» Source passage
--*--

By IRWIN LIPNOWSKI
A corporate raider, described in more recent parlance as “an activist shareholder,” is an individual who buys a significant stake in an underperforming company in an effort to overhaul its operation. Should a corporate raider be considered a hero or a villain?
Corporate raiders are often vilified in the media because of the bully tactics they employ to persuade, cajole and (ultimately) coerce change. Their dogged persistence closely resembles that of a pit bull terrier. The changes they seek typically involve positions on the board of the target company, the replacement of the CEO, a drastic reduction in the remuneration of senior managers (whose salaries and stock options may bear no relation to the company’s underperformance), or the sale or spin-off some of the company’s assets.
At the same time, activist shareholders have been celebrated as champions of the ‘little guy’ – like Robin Hood – helping the powerless shareholder who feels robbed by vastly overpaid senior managers. The proclaimed mission of the activist shareholder is to unlock the value of mismanaged publicly-traded companies–companies that may be bloated with moribund bureaucracies and pervasive waste. In the process, the activist shareholder often reaps enormous rewards.
The financial vehicle that is generally deployed by activist shareholders is a hedge fund. In recent months two billionaires have been engaged in a titanic struggle involving an American company, Herbalife, listed on the New York Stock Exchange under the symbol HLF. The protagonists are Bill Ackman, whose hedge fund is Pershing Square Capital Management, and Daniel Loeb, whose hedge fund is Third Point Capital.
Herbalife distributes nutrients and weight-loss products using multi-level marketing (MLM). MLM closely resembles a pyramid scheme. Consumers of Herbalife’s products are encouraged to become distributers and to recruit additional distributors (underlings) who will, in turn, recruit underlings lower down the chain. Distributors can earn money from underlings who are below them in the pyramid in the line of their recruited distributors.
On December 19, 2012, flush from his triumphant battle against the directors of Canadian Pacific Railway, Bill Ackman launched an audacious media blitz attacking Herbalife. During a three and a half hour presentation at the Ira Sohn Foundation’s Investment Research Conference, Ackman disclosed that beginning in May 2012, his hedge fund had ‘shorted’ over 20 million shares of Herbalife because its business model was an illegal pyramid scheme. Ackman called for the Federal Trade Commission and the Security and Exchange Commission to investigate the legality of Herbalife and predicted that Herbalife’s shares would ultimately become worthless. Anticipating the claim by cynics that Ackman’s presentation was fuelled solely by greed, Ackman pledged that all the profits earned by his firm from shorting Herbalife would be donated to the Ira Sohn Foundation to fund research in pediatric cancer, with a guaranteed minimum contribution of $25 million. Herbalife’s share prices, which had closed at $42.50 on December 18, 2012, began to slide, sinking to $24.24 on December 24, 2012 as investors in Herbalife panicked and sold their shares in response to the Ack-attack.

--*--

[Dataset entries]

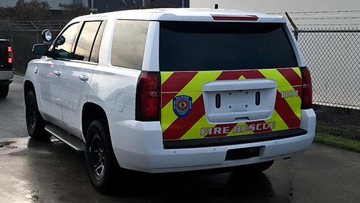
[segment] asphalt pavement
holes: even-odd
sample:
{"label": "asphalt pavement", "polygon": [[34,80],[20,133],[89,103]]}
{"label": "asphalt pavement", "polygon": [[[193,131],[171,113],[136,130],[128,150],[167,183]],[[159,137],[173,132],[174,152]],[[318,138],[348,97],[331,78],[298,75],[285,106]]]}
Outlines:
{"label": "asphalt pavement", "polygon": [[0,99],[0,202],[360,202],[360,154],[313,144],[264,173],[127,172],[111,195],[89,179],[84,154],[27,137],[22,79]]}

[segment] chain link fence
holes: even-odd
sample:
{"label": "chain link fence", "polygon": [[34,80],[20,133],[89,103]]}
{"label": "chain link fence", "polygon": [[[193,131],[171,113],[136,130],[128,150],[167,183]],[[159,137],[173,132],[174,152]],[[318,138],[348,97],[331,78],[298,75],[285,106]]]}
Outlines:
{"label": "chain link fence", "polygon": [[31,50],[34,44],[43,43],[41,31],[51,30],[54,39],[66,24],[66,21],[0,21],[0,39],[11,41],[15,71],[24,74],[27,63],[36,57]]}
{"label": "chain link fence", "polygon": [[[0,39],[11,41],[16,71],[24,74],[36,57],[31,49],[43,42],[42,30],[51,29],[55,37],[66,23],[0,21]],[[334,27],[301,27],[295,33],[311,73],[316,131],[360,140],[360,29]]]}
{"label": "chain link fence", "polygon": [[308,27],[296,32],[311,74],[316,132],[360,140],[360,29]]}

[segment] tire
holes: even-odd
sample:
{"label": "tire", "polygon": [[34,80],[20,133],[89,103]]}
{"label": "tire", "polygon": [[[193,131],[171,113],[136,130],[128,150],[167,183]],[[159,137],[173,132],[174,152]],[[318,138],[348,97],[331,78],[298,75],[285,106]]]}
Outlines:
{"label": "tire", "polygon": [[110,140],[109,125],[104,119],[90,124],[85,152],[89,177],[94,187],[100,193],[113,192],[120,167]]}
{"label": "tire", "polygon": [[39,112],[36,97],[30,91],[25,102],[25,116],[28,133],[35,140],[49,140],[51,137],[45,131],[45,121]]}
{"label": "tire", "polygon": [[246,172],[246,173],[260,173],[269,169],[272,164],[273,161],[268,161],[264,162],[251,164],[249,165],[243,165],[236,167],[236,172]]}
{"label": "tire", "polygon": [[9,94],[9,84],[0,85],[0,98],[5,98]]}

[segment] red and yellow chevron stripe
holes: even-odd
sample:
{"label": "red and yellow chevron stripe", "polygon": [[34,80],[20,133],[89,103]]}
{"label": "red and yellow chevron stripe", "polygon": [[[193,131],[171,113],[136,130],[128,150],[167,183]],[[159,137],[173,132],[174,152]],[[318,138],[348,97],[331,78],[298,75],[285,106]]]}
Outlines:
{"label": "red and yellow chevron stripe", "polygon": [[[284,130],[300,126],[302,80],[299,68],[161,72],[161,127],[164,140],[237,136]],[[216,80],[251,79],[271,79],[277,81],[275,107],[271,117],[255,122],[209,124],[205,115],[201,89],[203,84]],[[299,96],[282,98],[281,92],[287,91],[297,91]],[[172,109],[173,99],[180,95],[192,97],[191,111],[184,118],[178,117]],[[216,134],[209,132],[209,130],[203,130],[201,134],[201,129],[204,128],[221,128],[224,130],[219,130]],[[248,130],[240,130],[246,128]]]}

--*--

» Problem set
A - In the corporate raiders article, under what symbol is Herbalife listed on the New York Stock Exchange?
B - Translate this sentence from the corporate raiders article into Spanish: "The financial vehicle that is generally deployed by activist shareholders is a hedge fund."
C - Rewrite the corporate raiders article from "By IRWIN LIPNOWSKI" to "or a villain?", changing "corporate raider" to "company raider".

» Responses in order
A - HLF

B - El vehículo financiero que suelen emplear los accionistas activistas es un fondo de cobertura.

C -
By IRWIN LIPNOWSKI
A company raider, described in more recent parlance as “an activist shareholder,” is an individual who buys a significant stake in an underperforming company in an effort to overhaul its operation. Should a company raider be considered a hero or a villain?